Your objective » Transcribe exactly the line that contains "The body carries" and each line that comes after it in the material, the last line included, and nothing more.

Extracted data »

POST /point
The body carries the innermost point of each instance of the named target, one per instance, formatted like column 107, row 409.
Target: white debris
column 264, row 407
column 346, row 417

Response area »
The body carries the innermost point of each instance of the named target, one per instance, formatted like column 107, row 409.
Target: white debris
column 264, row 407
column 346, row 417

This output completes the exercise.